Referring expression pointing data:
━━━━━━━━━━

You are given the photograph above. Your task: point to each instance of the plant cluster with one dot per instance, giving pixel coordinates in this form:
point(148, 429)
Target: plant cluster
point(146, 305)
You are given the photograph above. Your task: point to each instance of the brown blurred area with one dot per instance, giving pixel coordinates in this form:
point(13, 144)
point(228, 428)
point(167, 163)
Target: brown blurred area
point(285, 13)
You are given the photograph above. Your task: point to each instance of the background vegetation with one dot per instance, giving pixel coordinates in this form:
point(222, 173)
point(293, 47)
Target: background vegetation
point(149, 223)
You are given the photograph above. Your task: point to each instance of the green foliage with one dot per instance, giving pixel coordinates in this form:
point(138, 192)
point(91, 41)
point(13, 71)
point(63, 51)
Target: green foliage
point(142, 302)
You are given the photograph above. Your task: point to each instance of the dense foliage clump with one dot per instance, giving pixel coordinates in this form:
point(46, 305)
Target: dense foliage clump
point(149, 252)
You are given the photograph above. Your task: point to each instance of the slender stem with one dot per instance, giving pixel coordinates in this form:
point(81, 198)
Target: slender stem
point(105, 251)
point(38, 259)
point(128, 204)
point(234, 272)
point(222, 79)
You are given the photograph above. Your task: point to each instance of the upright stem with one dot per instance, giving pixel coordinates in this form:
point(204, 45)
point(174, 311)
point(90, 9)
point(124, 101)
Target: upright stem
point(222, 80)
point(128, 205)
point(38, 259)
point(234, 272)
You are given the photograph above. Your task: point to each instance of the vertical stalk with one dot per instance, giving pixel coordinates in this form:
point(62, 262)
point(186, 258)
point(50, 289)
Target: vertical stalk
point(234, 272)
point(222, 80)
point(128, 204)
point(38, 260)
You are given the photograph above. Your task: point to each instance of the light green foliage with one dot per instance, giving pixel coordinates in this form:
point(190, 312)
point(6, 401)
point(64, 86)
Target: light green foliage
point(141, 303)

━━━━━━━━━━

Problem to work on:
Send back an exact copy of only the lines from the line with "point(167, 163)" up to and including the line with "point(293, 47)" in the data above.

The completed task:
point(167, 163)
Target: brown blurred area
point(285, 13)
You are given the photograph above. Your task: point to each instance of the background vegetation with one dot per instance, giving pixel coordinates in this form:
point(222, 173)
point(293, 47)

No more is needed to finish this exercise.